Dr. Helga Rippen is a seasoned executive with more than 20 years in applied health information technology development, implementation, and evaluation to support clinical and public/population health initiatives. In her current role, she is the Chief Interoperability and Veteran Access Officer with the U.S. Department of Veterans Affairs.
Dr. Rippen earned her MD from the University of Florida and completed her medical residency at Johns Hopkins University in general preventive medicine, where she also earned her Master’s in Public Health. She has a PhD in Biomedical Engineering from Duke University and completed fellowships at the Max Planck Institute for Biochemistry, University of British Columbia, and at the U.S. Agency for International Development.
Deborah Porterfield, MD, MPH, FACPM, is a Senior Advisor and Medical Officer in the Office of the Assistant Secretary for Planning and Evaluation at the U.S. Department of Health and Human Services. In this role, she oversees policy research and evaluation focused on high-priority public health topics.
Before joining HHS, Dr. Porterfield contributed to the COVID-19 response at the North Carolina Division of Public Health. Prior to the pandemic, she served as an Associate Professor at the UNC School of Medicine, where she directed the Preventive Medicine Residency Program for nearly 20 years. During that time, she also conducted public health systems research and evaluations—primarily for the Centers for Disease Control and Prevention—as a visiting research scientist at RTI International.
Dr. Porterfield earned her medical degree from the University of California, San Francisco, and completed her internal medicine residency at the University of Virginia. She completed her preventive medicine residency at the University of North Carolina at Chapel Hill, where she also trained in health services research as a Robert Wood Johnson Clinical Scholar. Early in her career, she provided primary care in two Federally Qualified Health Centers.
Hunter Jackson Smith, MD, MPH, MBE, FACPM is a Major in the U.S. Army Medical Corps and the Focus Area Lead for Antimicrobial Resistant Infections, STI, and Enteric Infections at the Department of Defense Global Emerging Infections Surveillance Branch in Silver Spring, MD. Dr. Smith is an Assistant Professor for the Uniformed Services University in the Department of Preventive Medicine and Biostatistics and an Adjunct Assistant Professor at the Johns Hopkins Berman Institute of Bioethics. MAJ Smith serves on the Editorial Boards of AJPM Focus and the Journal of Law, Medicine, and Ethics.
Dr. Smith is board certified in General Preventive Medicine and Public Health. He graduated from Tulane University with a BA in Philosophy and Religious Studies. He couldn’t stay away from the crawfish etouffee, so lived in New Orleans four more years to earn his MD and MPH in Epidemiology from Tulane University. Dr. Smith completed his intern year at Tripler Army Medical Center in Honolulu, Hawaii where he met his lovely wife, Joy. He went on to complete his residency training in Public Health and General Preventive Medicine and Public Health at the Uniformed Services University, during which time he earned an MBE from the Johns Hopkins Berman Institute of Bioethics.
● ● ● ●
## TASK STATEMENT
Edit the biographies from "Before joining HHS, Dr." up to and including "at RTI International.", putting "guest researcher" in place of "visiting research scientist". The material has no connection to the biographies.

## DATASET EXTRACT
● ● ● ●
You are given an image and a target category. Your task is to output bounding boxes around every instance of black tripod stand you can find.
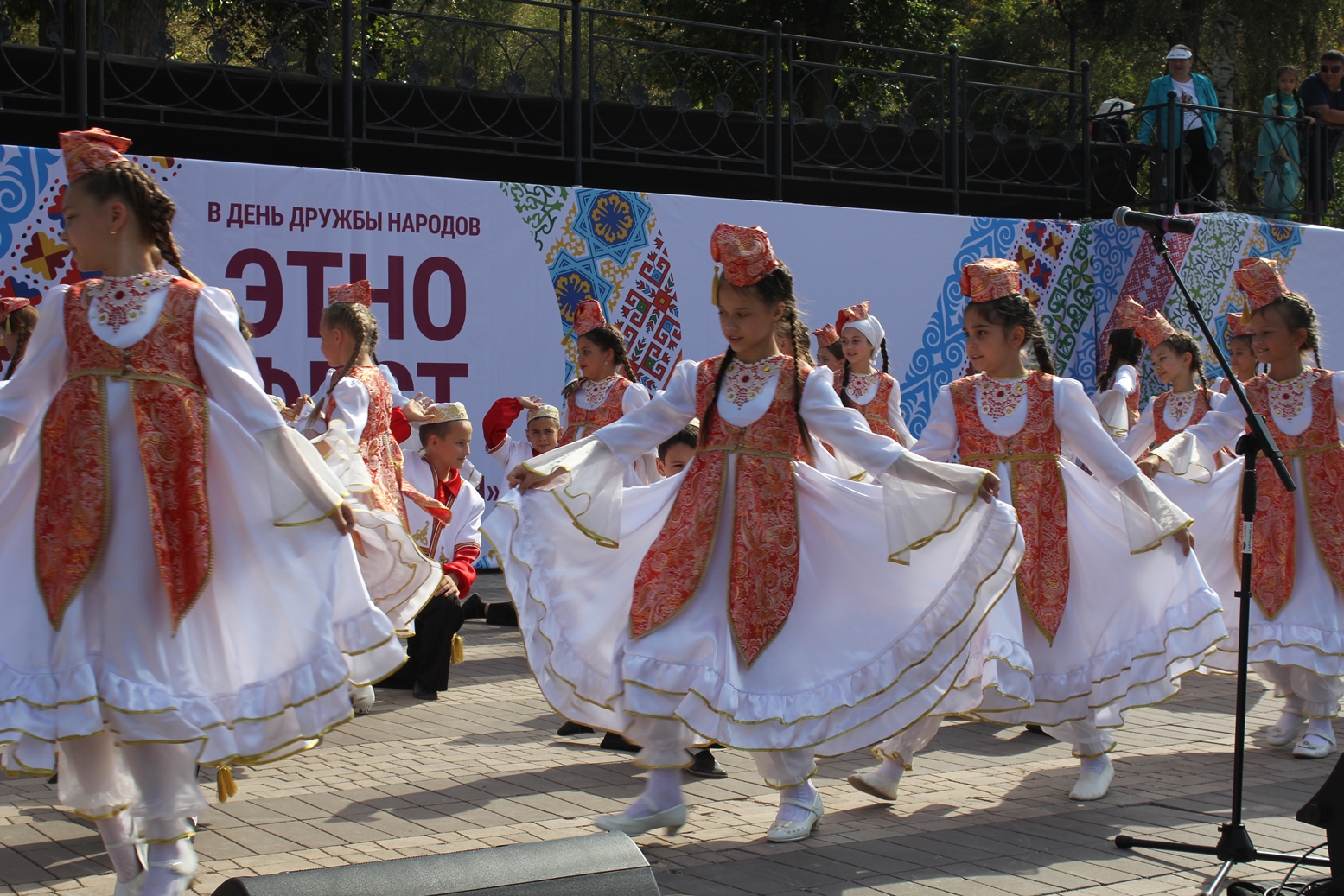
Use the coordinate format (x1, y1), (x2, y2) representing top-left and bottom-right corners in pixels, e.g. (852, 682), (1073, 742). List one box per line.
(1116, 232), (1330, 896)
● ● ● ●
## YOUR SOLUTION
Before joining HHS, Dr. Porterfield contributed to the COVID-19 response at the North Carolina Division of Public Health. Prior to the pandemic, she served as an Associate Professor at the UNC School of Medicine, where she directed the Preventive Medicine Residency Program for nearly 20 years. During that time, she also conducted public health systems research and evaluations—primarily for the Centers for Disease Control and Prevention—as a guest researcher at RTI International.